# [BRIEF]
The entries below should be written out again exactly as they stand.
━━━━━ TASK INPUTS ━━━━━
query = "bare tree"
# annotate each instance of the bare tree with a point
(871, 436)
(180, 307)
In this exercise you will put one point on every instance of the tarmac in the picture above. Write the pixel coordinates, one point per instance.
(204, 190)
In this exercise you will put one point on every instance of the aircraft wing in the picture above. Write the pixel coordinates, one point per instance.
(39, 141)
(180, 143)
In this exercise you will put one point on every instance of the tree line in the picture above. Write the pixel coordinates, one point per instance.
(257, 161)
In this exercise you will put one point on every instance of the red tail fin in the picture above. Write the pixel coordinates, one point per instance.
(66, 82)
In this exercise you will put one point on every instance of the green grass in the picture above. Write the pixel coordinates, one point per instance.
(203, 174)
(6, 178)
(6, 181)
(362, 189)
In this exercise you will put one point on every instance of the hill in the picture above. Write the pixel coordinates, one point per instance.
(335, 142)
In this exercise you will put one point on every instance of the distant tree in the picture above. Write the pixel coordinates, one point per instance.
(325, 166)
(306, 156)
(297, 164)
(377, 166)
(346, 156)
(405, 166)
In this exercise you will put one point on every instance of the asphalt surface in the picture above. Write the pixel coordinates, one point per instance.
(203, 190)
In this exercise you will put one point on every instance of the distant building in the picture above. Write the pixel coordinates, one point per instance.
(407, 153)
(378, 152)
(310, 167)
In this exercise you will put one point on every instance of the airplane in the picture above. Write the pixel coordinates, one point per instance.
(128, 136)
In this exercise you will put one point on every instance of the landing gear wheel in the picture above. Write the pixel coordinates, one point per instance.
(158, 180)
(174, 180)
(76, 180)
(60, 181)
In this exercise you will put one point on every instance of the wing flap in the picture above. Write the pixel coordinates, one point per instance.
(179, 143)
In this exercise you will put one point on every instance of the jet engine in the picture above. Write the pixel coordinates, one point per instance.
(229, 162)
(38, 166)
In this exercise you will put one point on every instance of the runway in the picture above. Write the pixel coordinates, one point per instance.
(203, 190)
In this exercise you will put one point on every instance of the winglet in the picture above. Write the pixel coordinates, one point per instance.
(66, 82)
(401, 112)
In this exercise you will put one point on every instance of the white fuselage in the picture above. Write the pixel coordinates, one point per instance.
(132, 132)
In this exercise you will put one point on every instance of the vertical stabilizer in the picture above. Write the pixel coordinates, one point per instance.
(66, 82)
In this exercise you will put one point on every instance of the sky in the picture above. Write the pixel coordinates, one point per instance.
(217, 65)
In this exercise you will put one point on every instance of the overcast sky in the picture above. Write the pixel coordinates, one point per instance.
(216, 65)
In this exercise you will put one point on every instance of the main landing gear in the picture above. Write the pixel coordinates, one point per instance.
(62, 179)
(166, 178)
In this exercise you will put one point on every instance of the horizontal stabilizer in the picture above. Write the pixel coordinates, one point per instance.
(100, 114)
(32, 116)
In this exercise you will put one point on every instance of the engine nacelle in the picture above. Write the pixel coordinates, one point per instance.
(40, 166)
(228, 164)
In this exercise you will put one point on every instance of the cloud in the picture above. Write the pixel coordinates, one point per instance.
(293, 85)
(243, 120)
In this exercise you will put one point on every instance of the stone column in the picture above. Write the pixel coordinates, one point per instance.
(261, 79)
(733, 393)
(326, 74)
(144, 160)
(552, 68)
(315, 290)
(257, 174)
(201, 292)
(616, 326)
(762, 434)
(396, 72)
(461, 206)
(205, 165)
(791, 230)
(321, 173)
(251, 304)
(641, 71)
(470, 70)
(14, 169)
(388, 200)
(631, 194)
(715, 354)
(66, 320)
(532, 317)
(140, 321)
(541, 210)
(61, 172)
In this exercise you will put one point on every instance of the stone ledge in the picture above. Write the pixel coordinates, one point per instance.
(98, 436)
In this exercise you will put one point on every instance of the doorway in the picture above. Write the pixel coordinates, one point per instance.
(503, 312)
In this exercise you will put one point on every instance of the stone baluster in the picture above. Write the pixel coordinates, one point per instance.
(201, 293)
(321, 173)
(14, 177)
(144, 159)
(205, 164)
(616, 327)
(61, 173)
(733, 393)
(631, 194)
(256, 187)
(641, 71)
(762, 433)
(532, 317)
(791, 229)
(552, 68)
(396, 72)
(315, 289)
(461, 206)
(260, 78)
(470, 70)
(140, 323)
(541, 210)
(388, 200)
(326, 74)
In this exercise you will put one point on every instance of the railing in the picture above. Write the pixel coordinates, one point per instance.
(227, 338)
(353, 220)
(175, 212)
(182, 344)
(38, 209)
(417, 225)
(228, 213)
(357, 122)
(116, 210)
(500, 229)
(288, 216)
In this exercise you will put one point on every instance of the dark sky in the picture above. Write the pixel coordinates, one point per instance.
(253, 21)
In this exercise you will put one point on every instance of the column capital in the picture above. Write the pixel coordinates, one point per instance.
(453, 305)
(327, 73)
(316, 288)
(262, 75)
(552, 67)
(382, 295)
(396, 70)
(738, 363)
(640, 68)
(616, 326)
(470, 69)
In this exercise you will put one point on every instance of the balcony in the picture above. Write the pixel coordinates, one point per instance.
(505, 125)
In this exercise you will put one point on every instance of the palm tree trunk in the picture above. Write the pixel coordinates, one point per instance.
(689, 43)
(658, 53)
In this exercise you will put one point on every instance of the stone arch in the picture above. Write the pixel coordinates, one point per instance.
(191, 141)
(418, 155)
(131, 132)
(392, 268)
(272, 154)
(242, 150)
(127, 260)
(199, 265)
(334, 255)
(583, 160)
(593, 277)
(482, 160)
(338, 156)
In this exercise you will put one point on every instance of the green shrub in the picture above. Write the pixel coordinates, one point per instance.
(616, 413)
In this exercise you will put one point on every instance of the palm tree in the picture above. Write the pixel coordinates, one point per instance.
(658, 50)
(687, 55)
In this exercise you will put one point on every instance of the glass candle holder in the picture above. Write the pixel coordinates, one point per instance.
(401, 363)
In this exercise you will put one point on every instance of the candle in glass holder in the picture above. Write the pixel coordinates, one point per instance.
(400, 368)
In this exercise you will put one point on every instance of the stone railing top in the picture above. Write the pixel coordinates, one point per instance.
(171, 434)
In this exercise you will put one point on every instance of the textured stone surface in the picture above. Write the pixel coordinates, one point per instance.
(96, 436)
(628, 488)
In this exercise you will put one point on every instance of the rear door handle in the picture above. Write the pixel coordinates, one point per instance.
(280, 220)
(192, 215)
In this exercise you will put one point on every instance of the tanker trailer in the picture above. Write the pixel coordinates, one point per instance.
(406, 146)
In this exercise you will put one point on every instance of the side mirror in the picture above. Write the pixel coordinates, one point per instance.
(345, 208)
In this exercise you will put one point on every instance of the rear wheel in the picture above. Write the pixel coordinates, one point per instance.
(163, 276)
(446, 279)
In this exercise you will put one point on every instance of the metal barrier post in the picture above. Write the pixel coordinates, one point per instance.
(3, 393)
━━━━━
# [RESPONSE AREA]
query = "bare tree"
# annotate each instance of the bare tree with a point
(871, 436)
(180, 307)
In this exercise you will put one point on every instance of the tarmac in the picture above. Write the pixel coordinates, one point per instance.
(204, 190)
In this exercise you will put one point on every instance of the aircraft wing in the picture above. Write the pixel coordinates, one point per instance.
(39, 141)
(180, 143)
In this exercise you will put one point on every instance of the tree line in the picture above. Write the pixel coordinates, one point per instance.
(257, 161)
In this exercise you will put one point on every instance of the red tail fin in the picture above. Write the pixel coordinates, one point per instance.
(66, 82)
In this exercise you will put one point on every instance of the green grass in the picture above. Write the pixel coordinates, one point per instance.
(203, 174)
(6, 178)
(6, 181)
(362, 189)
In this exercise you will put one point on every instance of the hill in the picture above. Write the pixel coordinates, one point per instance.
(335, 142)
In this exercise you will put one point on every instance of the distant tree in the picture above. Write the pixel coordinates, one point per instance.
(325, 166)
(306, 156)
(297, 164)
(377, 166)
(346, 156)
(405, 166)
In this exercise you will put one point on every instance of the asphalt surface in the picture above. Write the pixel coordinates, one point per instance.
(203, 190)
In this exercise you will put one point on every instance of the distant building in the picture above. Write the pixel coordinates, one point per instance.
(407, 153)
(378, 152)
(310, 167)
In this exercise you will put one point on every instance of the airplane in the picture above. Write the pixel coordinates, one point per instance.
(128, 136)
In this exercise you will put one point on every instance of the landing gear wheel in the picture above. Write the pixel coordinates, one point per instance.
(158, 180)
(174, 180)
(76, 180)
(60, 181)
In this exercise you will put one point on every instance of the wing flap in the picture above. Write the pixel coordinates, one point per instance.
(179, 143)
In this exercise you will put one point on every instance of the jet engine in the picture above. Write the pixel coordinates, one point per instance.
(229, 162)
(38, 166)
In this exercise you will put one point on every instance of the runway in the picture above. Write the pixel coordinates, one point per instance.
(203, 190)
In this exercise you will put one point on every instance of the winglet in the picture above. Write the pixel coordinates, one point per instance.
(66, 82)
(401, 112)
In this exercise you will put one point on every instance of the white fuselage in the picture above. Write the pixel coordinates, one point per instance.
(132, 132)
In this exercise you will put one point on every instance of the vertical stabilizer in the picture above. Write the pixel coordinates, one point per instance.
(66, 82)
In this exercise you will put one point on every instance of the sky in the picture above. Write the pixel coordinates, one point per instance.
(217, 65)
In this exercise you will put one point on every instance of the overcast sky in the picture above. Write the pixel coordinates, one point per instance.
(216, 65)
In this exercise you will put one point on every instance of the main landing gear in the picture above. Write the pixel coordinates, one point per instance.
(62, 179)
(166, 178)
In this exercise you will put one point on every instance of the horizontal stabilizer in the picture above. Write the pixel coordinates, one point per instance.
(100, 114)
(32, 116)
In this exercise you will put one point on every instance of the engine nacelle in the picture above. Write the pixel coordinates, one point per instance.
(40, 166)
(228, 164)
In this exercise you will put one point on every instance of the cloud in the picture above. Write the pixel coordinates, one point per instance.
(293, 85)
(243, 120)
In this exercise you will put one point on every instance of the stone column in the picture above. Write the pixel coordinates, one point per instance.
(261, 79)
(733, 393)
(326, 74)
(144, 160)
(552, 68)
(315, 290)
(257, 174)
(201, 292)
(616, 326)
(762, 434)
(396, 72)
(461, 206)
(205, 165)
(791, 230)
(321, 173)
(251, 304)
(641, 71)
(470, 70)
(14, 169)
(388, 200)
(631, 194)
(715, 354)
(66, 320)
(532, 317)
(140, 321)
(541, 210)
(61, 172)
In this exercise you will put one point on every instance of the stone ledge in the picture above. Write the pixel coordinates, one point per instance.
(98, 436)
In this exercise you will put one point on every instance of the doorway in the picture above. Write the pixel coordinates, one point per instance.
(503, 312)
In this exercise you will put one point on every instance of the stone baluster in the picture above. Write the pixel coordinates, one point per instance.
(201, 293)
(321, 173)
(14, 177)
(144, 159)
(205, 164)
(616, 327)
(61, 173)
(733, 393)
(631, 194)
(256, 187)
(641, 71)
(762, 433)
(532, 317)
(791, 229)
(552, 68)
(396, 72)
(315, 289)
(461, 206)
(260, 78)
(470, 70)
(140, 323)
(541, 210)
(388, 200)
(326, 74)
In this exercise you will put one point on every instance of the railing in the picture above. Write the pixel coordinates, one point per instance.
(227, 338)
(353, 220)
(175, 212)
(182, 344)
(38, 209)
(417, 225)
(228, 213)
(357, 122)
(116, 210)
(500, 229)
(288, 216)
In this exercise you will put one point on every instance of the dark sky in the picture above. Write the pixel coordinates, one point per instance.
(253, 21)
In this exercise you will put one point on every instance of the column capital in the picture above. Write the pixel coordinates, one point per instance.
(453, 305)
(327, 73)
(316, 288)
(262, 75)
(552, 67)
(382, 295)
(396, 70)
(738, 363)
(640, 68)
(616, 326)
(470, 69)
In this exercise you will put one point on every instance of the balcony in the picture above. Write the pixel coordinates, one point per instance.
(505, 125)
In this exercise you will put one point on every instance of the palm tree trunk in the picture above. Write the pixel coordinates, one point per instance.
(689, 43)
(658, 53)
In this exercise you will put one point on every instance of the stone arch in the picture above. Write the pixel coordinates, one point per instance.
(191, 141)
(418, 155)
(131, 132)
(392, 268)
(272, 154)
(242, 150)
(127, 260)
(199, 265)
(334, 255)
(583, 160)
(593, 277)
(482, 160)
(338, 156)
In this exercise you will put one point on every instance of the green shrub in the picture above. Write the pixel coordinates, one point per instance.
(616, 413)
In this exercise you will put one point on every instance of the palm tree in the picture above. Write the pixel coordinates, one point per instance.
(658, 50)
(687, 55)
In this exercise you will put one point on every instance of the glass candle holder in the picture above. Write the pixel coordinates, one point per instance.
(401, 363)
In this exercise you will put one point on every instance of the candle in glass holder in the picture above. Write the pixel coordinates, one point per instance.
(400, 368)
In this exercise you will put one point on every instance of the stone railing top in the picture above. Write the pixel coordinates, one point per instance.
(171, 434)
In this exercise you will put one point on every instance of the textured stone surface in the picture above. Write the pixel coordinates, one point per instance.
(96, 436)
(628, 488)
In this exercise you will put one point on every instance of the rear door handle in the picture above. Write the pixel coordinates, one point per instance.
(280, 220)
(192, 215)
In this exercise you will put one point on every instance of the tanker trailer in the picture above. Write the pixel coordinates, one point per instance.
(406, 146)
In this exercise you will put one point on every instance of the side mirror in the picture above. Write the pixel coordinates, one point per instance.
(345, 208)
In this exercise you will put one point on every instance of the rear wheel in the picture above. Write the pixel coordinates, one point per instance.
(163, 276)
(446, 279)
In this exercise you will put one point on every instance of the metal barrier post in the picture above. Write the pixel coordinates, one point per instance.
(3, 393)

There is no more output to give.